## What is expected
Don't include any picture when you restate the data word for word.

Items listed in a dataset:
*** Block opens ***
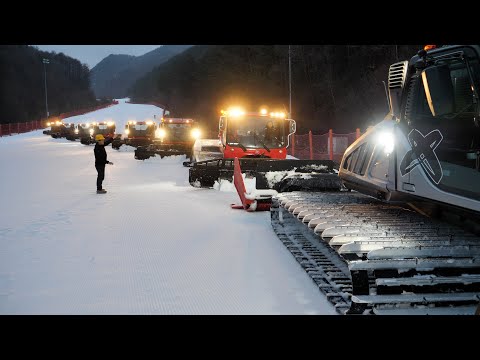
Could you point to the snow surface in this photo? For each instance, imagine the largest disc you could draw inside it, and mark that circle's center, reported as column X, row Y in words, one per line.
column 152, row 245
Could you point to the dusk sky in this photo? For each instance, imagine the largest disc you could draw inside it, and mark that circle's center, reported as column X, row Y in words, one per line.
column 93, row 54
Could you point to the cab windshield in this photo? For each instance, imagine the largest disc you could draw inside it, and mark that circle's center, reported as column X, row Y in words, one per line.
column 256, row 132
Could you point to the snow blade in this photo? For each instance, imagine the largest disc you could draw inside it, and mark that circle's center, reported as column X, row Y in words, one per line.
column 297, row 175
column 205, row 173
column 162, row 150
column 256, row 201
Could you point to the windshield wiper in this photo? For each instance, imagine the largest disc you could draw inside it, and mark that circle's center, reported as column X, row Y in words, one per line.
column 263, row 144
column 242, row 146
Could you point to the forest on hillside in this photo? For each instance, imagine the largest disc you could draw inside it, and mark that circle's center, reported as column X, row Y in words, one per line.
column 332, row 86
column 22, row 94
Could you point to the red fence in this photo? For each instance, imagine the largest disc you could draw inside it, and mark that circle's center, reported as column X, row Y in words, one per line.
column 18, row 128
column 328, row 146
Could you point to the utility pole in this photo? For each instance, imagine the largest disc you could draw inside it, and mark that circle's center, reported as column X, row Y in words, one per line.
column 386, row 94
column 290, row 81
column 46, row 61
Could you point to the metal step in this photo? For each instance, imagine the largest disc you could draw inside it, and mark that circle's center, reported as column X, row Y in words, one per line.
column 457, row 310
column 429, row 280
column 416, row 298
column 419, row 264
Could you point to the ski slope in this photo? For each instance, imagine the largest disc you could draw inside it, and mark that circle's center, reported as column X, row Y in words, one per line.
column 152, row 245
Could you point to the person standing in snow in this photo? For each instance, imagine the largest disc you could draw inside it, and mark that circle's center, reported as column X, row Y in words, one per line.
column 101, row 160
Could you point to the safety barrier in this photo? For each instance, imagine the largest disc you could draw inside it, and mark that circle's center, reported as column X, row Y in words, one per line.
column 329, row 146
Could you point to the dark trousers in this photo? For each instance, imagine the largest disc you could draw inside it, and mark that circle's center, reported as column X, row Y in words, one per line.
column 100, row 176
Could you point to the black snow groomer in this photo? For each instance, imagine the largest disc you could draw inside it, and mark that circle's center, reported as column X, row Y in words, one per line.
column 82, row 130
column 54, row 127
column 105, row 128
column 175, row 136
column 60, row 129
column 138, row 133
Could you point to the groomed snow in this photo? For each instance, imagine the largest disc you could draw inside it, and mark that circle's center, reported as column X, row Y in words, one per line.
column 152, row 245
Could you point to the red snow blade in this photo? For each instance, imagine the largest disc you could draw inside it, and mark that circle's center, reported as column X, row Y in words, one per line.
column 249, row 203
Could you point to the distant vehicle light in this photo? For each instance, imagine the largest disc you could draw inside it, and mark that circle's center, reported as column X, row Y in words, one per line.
column 386, row 140
column 196, row 133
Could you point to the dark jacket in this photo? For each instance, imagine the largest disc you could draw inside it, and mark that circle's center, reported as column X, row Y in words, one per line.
column 100, row 152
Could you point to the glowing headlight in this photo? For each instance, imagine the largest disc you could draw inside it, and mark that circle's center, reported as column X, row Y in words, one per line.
column 196, row 133
column 236, row 112
column 386, row 140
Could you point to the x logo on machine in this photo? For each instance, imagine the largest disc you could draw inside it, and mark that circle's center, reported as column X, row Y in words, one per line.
column 423, row 153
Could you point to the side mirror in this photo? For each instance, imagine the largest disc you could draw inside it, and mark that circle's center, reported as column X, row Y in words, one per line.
column 221, row 124
column 438, row 89
column 292, row 126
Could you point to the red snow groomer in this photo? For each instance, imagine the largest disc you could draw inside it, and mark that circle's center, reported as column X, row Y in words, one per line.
column 106, row 128
column 175, row 136
column 138, row 133
column 259, row 142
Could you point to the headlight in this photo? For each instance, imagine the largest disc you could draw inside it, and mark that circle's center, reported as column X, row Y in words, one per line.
column 196, row 133
column 386, row 140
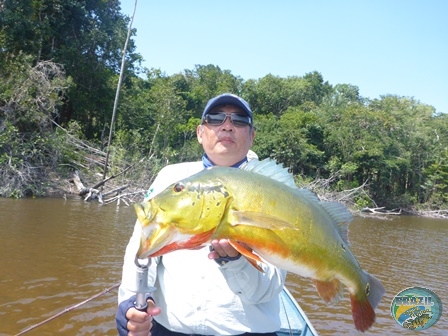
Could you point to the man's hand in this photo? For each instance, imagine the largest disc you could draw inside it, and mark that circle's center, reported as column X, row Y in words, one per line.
column 140, row 323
*** Block closes ***
## Answer to the exercise
Could you point to the snow surface in this photo? For each instance, imagine the largest disc you could draw inside it, and mark that circle's center, reported as column X, row Y in words, one per line.
column 152, row 245
Could you point to the dusk sky in this photo? For each instance, imagine the largest disc you could draw inside it, and mark that circle's center, reported as column X, row Y in words, one per line.
column 93, row 54
Could you point to the cab windshield in this photo? For each instance, imagine the largest disc you could draw inside it, and mark that circle's center, reported as column X, row Y in words, one per line.
column 256, row 132
Could you point to the snow blade in this photo? For each instance, imagine the largest disc you could draw inside it, and mark that circle's center, reported as column X, row Y in words, one per line.
column 297, row 175
column 205, row 173
column 162, row 150
column 256, row 201
Could you point to the windshield wiper in this photo? For each instance, imagine the largest disc you could draw inside it, and mark that circle's center, reported as column X, row Y in words, one per line.
column 263, row 144
column 242, row 146
Could you point to the forest on hillside in this photo? For each instance, imagine the largest disc you could draw inside it, and mark that circle's center, reported as column X, row Y in words, one per line.
column 332, row 86
column 22, row 94
Could you point to the red fence in this photo? For each instance, imagine the largest disc you could draw inside it, and mark that circle's center, reported as column X, row Y in words, one per line.
column 18, row 128
column 328, row 146
Could you point to the utility pole in this photo? For each instance, imagine the largest disc you could draw inside it, and mark that circle's center, reported as column X, row Y in words, one per line.
column 386, row 94
column 290, row 81
column 46, row 61
Could you point to the metal step in this photo? For each instance, imagine the largest disc you could draw inside it, and mark that circle's center, reported as column X, row Y in words, one per line.
column 457, row 310
column 429, row 280
column 416, row 298
column 419, row 264
Could you point to the ski slope in this photo? For each instance, imagine the largest disc you could draw inside it, and mark that circle's center, reported as column X, row Y in words, one per line.
column 152, row 245
Could you point to the person standing in snow in this photo? For each instance, imagine the largest disc you could draw inside it, and mark that circle's center, reported as column X, row Y in words, one per line.
column 101, row 160
Could you point to the safety barrier in this photo? For each instance, imagine the largest disc you could draw inside it, and mark that circle's center, reported as column X, row Y in words, one per line.
column 329, row 146
Could you point to the dark trousers in this photo? For each instance, imagine the largest disc you could draw inside it, and mark that circle's center, reported as column X, row Y in words, one per line.
column 100, row 176
Could you point to the black snow groomer in this photo? For each instance, imagine the largest disc you could draw inside it, and mark that circle's center, reported as column X, row Y in words, one per line.
column 82, row 130
column 54, row 127
column 105, row 128
column 175, row 136
column 60, row 129
column 138, row 133
Could you point to the groomed snow in this photo? For each instance, imagine the largest disc you could draw inside it, and mark that circle's center, reported as column X, row Y in words, one per line.
column 152, row 245
Could you point to the red snow blade in this photo? For each instance, imagine the largest disc you could draw inside it, and mark that circle's center, reported as column X, row Y in words, one per line.
column 249, row 203
Could you point to the distant vehicle light in this photo? For each instance, imagine the largest disc you could draw inside it, and mark that circle's center, reported as column X, row Y in words, one per line.
column 386, row 140
column 196, row 133
Could you point to the dark jacket in this photo? For each instance, imagine the largest disc you could draw inside it, and mark that circle's center, reported as column X, row Y in words, one per line.
column 100, row 152
Could you point to the glowing headlight in this photo? For each instance, imagine the largest disc you could draw inside it, and mark that circle's center, reported as column X, row Y in words, one per line.
column 196, row 133
column 236, row 112
column 386, row 140
Could you point to the x logo on machine in this photo? For each instance, imagine the largest disc you could draw inside it, and mark that circle's center, reported as column X, row Y in words, one per line.
column 423, row 153
Could you point to the side mirror in this photo? For each instance, imagine the largest disc you could draw inside it, and mark that circle's center, reported as column X, row Y in words, one per line.
column 221, row 124
column 438, row 89
column 292, row 126
Could you point to the red snow groomer in this photo? For each instance, imagine the largest disc you could draw inside it, and mark that circle's center, reported as column X, row Y in words, one per line.
column 106, row 128
column 175, row 136
column 138, row 133
column 259, row 142
Could you point to the headlight in this photo? For each instance, imagine the largest disc you could draw inside it, and mark that circle's center, reported as column X, row Y in words, one per line.
column 196, row 133
column 386, row 140
Could you point to the man's hand in this photo? For each instance, imagine the largest disc you could draw inside it, and mark that circle's center, reported as column X, row Y in words, one per line.
column 140, row 323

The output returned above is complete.